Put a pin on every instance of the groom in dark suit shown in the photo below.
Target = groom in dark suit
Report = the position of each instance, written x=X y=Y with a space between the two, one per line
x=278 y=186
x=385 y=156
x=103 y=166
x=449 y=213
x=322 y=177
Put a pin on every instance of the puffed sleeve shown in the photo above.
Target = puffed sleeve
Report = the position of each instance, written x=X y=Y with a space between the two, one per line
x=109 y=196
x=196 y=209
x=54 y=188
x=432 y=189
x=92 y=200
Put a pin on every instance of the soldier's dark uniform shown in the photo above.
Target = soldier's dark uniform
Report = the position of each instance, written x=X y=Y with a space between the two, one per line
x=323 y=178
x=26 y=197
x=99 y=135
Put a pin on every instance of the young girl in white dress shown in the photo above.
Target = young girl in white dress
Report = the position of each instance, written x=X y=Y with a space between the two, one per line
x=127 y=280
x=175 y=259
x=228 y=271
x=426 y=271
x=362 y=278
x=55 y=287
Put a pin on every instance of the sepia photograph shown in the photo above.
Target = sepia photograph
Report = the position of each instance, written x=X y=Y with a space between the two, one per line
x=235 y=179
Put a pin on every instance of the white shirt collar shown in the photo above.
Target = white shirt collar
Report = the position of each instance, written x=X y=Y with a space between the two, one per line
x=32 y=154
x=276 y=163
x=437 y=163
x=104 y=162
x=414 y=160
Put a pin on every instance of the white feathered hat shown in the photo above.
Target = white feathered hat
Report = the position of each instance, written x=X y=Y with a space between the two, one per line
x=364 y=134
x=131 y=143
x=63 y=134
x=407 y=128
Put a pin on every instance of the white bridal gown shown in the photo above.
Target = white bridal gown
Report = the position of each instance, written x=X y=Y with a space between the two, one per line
- - -
What to work on: The records shown above must be returned in full, exactly as written.

Result below:
Put a pin on every instance of the groom in dark suit shown in the photo below.
Target = groom in dark suit
Report = the position of each instance, written x=X y=Y with a space between the two, one per line
x=278 y=186
x=385 y=156
x=103 y=166
x=449 y=213
x=322 y=177
Put a pin on every instance of the puffed sleeve shown in the photo above.
Target = puffed sleeve
Report = the position of each instance, written x=X y=Y with a space between the two, one per line
x=109 y=196
x=196 y=209
x=54 y=188
x=432 y=189
x=92 y=200
Put a pin on every instance of the soldier's dark uniform shown in the photo above.
Target = soldier's dark uniform
Report = the position of each instance, written x=X y=Y with a space between the two, one per line
x=323 y=178
x=26 y=197
x=99 y=135
Put a pin on every instance of the young girl in white dress shown in the photo above.
Target = young girl in white dress
Report = the position of each instance, written x=X y=Y with a space between the two, one per line
x=127 y=280
x=175 y=259
x=228 y=271
x=426 y=271
x=362 y=278
x=55 y=287
Put a pin on every instance of the sepia photograph shown in the photo above.
Target = sepia photograph
Report = the position of each instance, written x=X y=Y with a space between the two, one per line
x=235 y=179
Put a pin on every instance of the white shirt collar shown in the photo above.
Target = white shirt collar
Report = the position of each instance, written x=X y=Y with a space between the two, one per line
x=32 y=154
x=276 y=163
x=437 y=163
x=104 y=162
x=414 y=160
Put a pin on every instance of the white feathered hat shown in the photo above.
Target = white feathered hat
Report = the position of each instance, written x=X y=Y with a space between the two, one per line
x=364 y=134
x=131 y=143
x=63 y=134
x=407 y=128
Put a pin on every instance of the white bridal gown shown in the photo above.
Target = white bridal gown
Report = the position of each instance, written x=X y=Y with a space between the two, one per line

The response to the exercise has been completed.